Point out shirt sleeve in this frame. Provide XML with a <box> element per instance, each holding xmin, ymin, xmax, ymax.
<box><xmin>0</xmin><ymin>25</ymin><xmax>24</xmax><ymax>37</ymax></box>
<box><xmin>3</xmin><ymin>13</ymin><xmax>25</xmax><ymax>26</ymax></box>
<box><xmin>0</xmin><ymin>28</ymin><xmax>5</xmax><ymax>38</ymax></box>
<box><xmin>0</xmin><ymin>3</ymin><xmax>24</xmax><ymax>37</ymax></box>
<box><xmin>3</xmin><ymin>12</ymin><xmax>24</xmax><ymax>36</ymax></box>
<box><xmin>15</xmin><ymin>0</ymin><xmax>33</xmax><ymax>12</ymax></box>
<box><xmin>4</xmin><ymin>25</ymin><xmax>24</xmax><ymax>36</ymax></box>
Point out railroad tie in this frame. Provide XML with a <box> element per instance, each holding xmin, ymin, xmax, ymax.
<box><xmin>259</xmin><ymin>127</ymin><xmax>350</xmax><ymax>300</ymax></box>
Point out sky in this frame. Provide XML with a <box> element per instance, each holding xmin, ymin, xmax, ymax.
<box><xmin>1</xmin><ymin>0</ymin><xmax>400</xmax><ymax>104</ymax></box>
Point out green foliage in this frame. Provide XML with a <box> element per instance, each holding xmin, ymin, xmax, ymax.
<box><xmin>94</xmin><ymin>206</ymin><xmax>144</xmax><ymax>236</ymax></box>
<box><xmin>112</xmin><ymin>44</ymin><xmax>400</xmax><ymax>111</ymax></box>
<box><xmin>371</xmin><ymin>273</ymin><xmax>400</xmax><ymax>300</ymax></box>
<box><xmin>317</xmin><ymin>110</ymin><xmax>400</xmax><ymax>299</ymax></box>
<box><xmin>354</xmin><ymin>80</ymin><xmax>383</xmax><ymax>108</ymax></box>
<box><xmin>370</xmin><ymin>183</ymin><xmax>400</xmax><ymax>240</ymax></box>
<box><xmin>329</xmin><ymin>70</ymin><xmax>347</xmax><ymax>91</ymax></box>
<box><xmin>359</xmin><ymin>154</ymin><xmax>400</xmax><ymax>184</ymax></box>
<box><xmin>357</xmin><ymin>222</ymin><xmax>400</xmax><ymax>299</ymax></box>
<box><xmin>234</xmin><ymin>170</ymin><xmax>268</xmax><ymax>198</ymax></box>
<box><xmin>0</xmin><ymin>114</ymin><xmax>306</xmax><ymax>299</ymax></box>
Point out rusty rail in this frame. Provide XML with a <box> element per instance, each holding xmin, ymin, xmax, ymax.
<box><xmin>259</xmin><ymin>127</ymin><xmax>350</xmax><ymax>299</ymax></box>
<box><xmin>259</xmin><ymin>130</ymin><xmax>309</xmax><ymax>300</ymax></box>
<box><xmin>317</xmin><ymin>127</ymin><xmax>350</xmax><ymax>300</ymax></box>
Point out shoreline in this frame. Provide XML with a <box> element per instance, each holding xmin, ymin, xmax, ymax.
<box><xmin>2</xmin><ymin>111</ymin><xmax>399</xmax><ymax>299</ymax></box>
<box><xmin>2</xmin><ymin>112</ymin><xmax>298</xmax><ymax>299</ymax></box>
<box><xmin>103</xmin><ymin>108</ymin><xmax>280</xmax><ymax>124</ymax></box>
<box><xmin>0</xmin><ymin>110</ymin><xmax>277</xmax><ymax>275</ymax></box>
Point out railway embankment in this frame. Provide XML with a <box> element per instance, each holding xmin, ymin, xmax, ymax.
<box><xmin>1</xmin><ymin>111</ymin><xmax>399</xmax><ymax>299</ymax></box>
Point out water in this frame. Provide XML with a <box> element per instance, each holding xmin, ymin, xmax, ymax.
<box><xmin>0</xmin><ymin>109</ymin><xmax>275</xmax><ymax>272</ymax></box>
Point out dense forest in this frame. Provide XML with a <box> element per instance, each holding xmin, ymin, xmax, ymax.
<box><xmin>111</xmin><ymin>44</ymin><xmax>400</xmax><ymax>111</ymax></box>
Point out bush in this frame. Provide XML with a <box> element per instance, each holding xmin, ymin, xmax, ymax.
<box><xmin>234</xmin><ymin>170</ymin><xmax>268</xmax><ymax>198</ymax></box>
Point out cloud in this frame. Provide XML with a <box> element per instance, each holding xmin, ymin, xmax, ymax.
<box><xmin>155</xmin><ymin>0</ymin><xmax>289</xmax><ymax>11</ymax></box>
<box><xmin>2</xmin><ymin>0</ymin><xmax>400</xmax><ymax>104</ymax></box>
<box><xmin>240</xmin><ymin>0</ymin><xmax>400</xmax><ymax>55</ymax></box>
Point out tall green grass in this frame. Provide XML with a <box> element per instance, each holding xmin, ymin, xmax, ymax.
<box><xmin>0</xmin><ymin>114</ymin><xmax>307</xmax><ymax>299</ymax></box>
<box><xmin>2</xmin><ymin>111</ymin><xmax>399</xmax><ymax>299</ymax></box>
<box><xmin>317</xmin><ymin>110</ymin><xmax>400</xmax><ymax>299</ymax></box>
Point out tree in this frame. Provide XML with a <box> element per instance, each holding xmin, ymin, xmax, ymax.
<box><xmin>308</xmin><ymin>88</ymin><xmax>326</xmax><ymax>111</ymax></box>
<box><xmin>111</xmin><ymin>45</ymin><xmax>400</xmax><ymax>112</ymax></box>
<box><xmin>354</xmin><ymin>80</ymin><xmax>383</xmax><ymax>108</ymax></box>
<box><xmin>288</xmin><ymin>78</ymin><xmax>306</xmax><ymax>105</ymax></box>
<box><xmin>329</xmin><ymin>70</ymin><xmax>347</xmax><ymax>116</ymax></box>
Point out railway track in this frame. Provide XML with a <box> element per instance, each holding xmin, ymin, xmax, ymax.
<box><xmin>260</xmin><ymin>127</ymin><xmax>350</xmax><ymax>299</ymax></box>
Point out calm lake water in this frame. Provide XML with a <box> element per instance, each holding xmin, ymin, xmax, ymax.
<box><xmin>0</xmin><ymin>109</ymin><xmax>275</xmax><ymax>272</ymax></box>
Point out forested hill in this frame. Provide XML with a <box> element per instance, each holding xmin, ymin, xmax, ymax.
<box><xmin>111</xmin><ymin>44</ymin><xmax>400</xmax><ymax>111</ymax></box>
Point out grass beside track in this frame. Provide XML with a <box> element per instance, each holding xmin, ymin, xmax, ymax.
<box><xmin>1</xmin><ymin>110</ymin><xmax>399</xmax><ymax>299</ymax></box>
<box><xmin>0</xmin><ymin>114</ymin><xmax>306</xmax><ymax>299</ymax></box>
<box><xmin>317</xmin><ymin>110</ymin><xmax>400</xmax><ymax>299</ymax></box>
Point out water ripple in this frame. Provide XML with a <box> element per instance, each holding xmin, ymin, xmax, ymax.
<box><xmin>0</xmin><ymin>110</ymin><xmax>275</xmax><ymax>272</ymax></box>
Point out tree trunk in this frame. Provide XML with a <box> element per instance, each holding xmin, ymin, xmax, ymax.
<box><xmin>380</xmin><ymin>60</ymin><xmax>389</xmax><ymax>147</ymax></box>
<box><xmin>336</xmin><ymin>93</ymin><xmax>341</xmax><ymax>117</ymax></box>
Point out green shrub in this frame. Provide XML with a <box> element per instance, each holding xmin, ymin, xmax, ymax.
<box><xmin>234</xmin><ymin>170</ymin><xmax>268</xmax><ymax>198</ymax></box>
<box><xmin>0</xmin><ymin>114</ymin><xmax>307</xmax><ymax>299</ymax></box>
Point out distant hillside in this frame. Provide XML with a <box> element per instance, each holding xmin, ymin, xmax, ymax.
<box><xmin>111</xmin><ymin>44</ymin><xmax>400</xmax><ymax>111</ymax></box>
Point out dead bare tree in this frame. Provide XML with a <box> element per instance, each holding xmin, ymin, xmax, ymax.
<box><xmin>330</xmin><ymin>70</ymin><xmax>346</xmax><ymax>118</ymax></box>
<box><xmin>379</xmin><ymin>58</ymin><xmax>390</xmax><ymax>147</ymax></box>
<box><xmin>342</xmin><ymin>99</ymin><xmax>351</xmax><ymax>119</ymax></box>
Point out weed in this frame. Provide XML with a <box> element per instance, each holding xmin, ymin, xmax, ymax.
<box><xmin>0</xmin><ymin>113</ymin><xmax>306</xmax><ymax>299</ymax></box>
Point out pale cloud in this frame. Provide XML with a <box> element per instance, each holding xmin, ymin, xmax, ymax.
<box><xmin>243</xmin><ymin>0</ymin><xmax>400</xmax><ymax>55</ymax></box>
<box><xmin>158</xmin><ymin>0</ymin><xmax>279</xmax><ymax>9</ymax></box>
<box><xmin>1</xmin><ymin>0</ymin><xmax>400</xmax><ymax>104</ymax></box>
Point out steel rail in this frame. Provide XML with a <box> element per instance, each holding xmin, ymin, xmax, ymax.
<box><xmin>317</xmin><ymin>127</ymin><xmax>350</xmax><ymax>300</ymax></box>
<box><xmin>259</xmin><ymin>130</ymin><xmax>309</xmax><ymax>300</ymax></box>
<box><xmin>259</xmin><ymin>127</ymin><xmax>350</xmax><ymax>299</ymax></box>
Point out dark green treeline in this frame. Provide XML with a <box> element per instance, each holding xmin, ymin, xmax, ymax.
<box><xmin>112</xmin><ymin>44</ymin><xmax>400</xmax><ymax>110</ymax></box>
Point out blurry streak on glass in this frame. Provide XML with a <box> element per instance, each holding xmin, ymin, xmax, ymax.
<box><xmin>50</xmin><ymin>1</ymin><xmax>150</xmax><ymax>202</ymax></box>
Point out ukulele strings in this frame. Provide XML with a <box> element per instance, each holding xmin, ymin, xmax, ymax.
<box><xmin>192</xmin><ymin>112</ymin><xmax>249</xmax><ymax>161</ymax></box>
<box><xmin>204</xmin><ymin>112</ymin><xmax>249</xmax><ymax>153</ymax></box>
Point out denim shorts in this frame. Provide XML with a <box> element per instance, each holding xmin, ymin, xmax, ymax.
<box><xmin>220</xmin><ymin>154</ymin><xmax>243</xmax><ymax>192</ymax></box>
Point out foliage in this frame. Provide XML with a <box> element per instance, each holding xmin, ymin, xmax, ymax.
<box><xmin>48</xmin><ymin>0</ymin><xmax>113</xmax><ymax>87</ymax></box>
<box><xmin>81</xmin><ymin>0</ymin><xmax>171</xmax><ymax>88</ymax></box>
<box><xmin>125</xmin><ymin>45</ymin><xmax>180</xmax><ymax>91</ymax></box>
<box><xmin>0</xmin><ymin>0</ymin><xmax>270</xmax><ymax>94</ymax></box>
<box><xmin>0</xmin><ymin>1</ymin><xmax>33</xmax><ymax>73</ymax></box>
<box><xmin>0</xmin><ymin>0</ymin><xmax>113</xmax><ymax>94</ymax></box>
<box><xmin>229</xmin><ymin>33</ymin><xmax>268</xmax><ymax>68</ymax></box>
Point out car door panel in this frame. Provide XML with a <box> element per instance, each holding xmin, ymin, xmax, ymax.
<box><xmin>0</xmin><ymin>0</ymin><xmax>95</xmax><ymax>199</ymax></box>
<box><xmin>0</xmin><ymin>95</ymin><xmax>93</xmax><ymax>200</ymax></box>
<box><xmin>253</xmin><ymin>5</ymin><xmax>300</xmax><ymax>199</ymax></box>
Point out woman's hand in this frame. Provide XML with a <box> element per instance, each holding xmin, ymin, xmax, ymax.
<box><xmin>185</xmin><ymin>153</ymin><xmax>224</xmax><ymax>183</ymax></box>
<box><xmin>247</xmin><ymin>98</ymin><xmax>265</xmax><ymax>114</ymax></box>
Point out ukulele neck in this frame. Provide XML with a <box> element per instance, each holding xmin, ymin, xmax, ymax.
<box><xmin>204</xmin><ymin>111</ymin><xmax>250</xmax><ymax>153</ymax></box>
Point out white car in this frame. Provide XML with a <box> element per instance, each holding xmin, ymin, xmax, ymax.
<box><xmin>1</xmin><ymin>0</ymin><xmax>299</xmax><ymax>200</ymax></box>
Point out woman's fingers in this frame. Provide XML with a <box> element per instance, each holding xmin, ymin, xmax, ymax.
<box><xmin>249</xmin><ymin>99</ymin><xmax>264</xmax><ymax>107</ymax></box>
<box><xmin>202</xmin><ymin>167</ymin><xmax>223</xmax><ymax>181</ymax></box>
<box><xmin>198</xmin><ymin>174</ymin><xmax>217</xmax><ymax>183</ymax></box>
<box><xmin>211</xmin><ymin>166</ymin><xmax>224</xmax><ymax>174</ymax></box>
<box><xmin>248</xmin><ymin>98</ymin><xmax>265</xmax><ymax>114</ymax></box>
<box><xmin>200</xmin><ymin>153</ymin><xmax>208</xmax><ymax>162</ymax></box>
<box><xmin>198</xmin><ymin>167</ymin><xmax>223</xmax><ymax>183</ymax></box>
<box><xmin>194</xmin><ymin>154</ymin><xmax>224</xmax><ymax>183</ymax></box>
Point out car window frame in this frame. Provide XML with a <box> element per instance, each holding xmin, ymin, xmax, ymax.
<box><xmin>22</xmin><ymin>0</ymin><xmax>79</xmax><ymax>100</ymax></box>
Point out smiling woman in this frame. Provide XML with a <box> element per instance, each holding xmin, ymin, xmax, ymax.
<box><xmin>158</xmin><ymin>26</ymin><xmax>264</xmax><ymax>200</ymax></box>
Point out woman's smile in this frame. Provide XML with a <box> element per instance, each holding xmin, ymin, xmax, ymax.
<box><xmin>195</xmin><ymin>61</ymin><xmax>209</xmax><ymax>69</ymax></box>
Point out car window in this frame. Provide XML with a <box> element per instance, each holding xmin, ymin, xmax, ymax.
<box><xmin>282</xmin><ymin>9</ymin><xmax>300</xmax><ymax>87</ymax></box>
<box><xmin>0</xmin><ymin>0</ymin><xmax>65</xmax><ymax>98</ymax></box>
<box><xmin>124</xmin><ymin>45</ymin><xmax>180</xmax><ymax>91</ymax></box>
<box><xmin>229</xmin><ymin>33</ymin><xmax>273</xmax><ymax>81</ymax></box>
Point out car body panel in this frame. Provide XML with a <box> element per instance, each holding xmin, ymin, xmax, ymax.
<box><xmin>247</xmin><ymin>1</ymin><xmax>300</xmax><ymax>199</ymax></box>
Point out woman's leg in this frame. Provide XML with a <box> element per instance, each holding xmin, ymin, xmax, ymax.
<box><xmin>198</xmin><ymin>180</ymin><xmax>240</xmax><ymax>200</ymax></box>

_WHAT IS REQUIRED:_
Repeat exactly, and only, the lines from the one containing "Point out woman's leg" through the end of the material.

_WRITTEN RESPONSE:_
Point out woman's leg in this frame. Provide XML with a <box> element per instance, each holding xmin, ymin, xmax, ymax.
<box><xmin>198</xmin><ymin>180</ymin><xmax>240</xmax><ymax>200</ymax></box>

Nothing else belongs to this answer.